### [Study text]
Millers need to have a wheat class that is dependable, and consistency is key, said Arriola. “You don’t want to adjust your process every time you receive a new vessel of wheat. The Canadian grading system provides you that kind of consistency on the quality side.”
There are distinct differences between how the Canadian and U.S. systems operate. In the U.S., for instance, Dark Northern Spring wheat is more of a grade standard than a classification standard.
“A U.S. farmer isn’t going to know whether he’s delivering Dark Northern Spring until that product gets into the elevator, is delivered into the U.S. system, and the tests for quality specifications come back,” said Dahl.
In Canada, we don’t have to do that because there’s an inherent quality in each of those classes, he continued. “The grain company is already going to have a pretty good idea of what the quality specifications are because we already know it’s a CWRS class,” he said.
The main difference between the systems is U.S. grain spends a long time in the commercial handling end. It sometimes takes grain companies months to test for quality specifications. This type of infrastructure is very expensive, said Dahl.
In Canada, on the other hand, grain will spend maybe two weeks in the commercial handling system, and elevators have a pretty good idea of quality even before the grain comes in.
The U.S. competes with Canada in markets such as Japan, which pays a premium for quality. The U.S. delivers quality wheat, said Dahl, but does so in a very different way.

### [Given data]
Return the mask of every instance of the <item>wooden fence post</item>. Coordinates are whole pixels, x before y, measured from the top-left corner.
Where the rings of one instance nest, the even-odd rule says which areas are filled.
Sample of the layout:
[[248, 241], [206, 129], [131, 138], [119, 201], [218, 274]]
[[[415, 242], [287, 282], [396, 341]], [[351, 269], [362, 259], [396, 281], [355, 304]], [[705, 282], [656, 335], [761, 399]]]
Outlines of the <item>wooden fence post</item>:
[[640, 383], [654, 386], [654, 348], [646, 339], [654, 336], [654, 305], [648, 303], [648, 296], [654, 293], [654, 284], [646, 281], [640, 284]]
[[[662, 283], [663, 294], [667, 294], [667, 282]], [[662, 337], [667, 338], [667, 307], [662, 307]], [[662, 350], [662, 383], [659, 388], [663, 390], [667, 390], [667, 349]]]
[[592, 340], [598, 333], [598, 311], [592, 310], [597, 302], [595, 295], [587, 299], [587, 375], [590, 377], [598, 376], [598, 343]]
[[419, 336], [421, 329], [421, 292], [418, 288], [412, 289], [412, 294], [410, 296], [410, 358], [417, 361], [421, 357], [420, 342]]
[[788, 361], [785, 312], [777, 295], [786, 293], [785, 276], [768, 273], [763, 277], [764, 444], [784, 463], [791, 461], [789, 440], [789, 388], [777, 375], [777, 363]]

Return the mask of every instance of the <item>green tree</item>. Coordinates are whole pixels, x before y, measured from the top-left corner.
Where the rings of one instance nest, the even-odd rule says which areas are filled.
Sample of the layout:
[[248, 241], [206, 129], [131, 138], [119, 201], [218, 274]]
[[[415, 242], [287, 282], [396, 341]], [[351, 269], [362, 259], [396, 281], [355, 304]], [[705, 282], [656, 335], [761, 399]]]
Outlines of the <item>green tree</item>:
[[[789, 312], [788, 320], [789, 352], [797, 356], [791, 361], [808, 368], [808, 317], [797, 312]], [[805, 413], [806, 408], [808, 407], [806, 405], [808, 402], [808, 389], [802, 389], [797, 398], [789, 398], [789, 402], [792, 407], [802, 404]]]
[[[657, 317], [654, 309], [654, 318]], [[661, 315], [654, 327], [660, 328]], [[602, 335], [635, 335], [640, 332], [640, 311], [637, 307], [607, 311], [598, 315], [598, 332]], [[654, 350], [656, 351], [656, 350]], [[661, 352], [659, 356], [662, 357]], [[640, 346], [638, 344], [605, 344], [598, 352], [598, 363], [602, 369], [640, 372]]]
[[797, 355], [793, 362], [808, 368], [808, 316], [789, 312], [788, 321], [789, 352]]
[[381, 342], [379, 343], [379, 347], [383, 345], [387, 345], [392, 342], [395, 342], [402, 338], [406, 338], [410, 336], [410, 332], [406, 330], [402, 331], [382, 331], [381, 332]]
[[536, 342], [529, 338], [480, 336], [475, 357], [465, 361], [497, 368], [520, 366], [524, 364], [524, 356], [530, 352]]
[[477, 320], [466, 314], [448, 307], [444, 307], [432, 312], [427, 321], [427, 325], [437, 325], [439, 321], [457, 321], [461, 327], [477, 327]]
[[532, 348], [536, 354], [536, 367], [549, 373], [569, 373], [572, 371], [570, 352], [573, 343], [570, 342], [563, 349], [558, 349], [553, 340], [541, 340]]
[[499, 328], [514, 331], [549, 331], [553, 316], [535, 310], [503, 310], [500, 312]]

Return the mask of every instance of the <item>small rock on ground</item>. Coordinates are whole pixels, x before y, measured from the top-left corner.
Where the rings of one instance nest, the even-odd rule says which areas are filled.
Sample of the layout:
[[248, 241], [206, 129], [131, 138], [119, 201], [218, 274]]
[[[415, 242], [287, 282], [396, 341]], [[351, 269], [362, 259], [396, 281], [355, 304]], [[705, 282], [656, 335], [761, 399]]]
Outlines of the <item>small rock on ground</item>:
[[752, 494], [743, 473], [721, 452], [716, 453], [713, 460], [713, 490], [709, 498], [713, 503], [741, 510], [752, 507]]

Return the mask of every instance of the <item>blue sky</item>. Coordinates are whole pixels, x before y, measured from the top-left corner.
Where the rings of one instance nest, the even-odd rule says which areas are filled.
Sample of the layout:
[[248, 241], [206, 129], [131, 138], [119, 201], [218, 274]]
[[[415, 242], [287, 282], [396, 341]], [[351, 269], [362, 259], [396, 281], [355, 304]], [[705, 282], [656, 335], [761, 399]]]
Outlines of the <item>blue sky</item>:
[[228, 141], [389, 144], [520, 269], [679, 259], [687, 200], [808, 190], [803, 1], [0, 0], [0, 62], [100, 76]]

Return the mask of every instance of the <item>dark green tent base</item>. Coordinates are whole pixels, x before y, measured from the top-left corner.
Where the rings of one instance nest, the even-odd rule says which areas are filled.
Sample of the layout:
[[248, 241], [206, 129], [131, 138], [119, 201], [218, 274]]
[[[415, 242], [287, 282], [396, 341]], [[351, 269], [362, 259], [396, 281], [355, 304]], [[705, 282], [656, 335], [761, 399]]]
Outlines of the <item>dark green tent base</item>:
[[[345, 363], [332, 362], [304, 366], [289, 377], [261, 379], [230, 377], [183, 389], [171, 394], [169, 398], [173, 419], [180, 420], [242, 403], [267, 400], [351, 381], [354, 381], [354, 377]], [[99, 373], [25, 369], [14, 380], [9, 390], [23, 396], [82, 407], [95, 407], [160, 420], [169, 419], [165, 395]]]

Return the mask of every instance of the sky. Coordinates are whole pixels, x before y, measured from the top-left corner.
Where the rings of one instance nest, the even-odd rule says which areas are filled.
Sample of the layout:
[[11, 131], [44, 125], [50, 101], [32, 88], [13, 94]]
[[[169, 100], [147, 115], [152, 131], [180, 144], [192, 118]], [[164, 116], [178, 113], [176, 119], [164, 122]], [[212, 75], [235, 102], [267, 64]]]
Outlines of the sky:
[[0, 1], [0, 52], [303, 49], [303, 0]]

### [What you should do]
According to the text on Canadian and U.S. wheat grading, about how long does grain spend in the commercial handling system in Canada?

### [Answer area]
Maybe two weeks.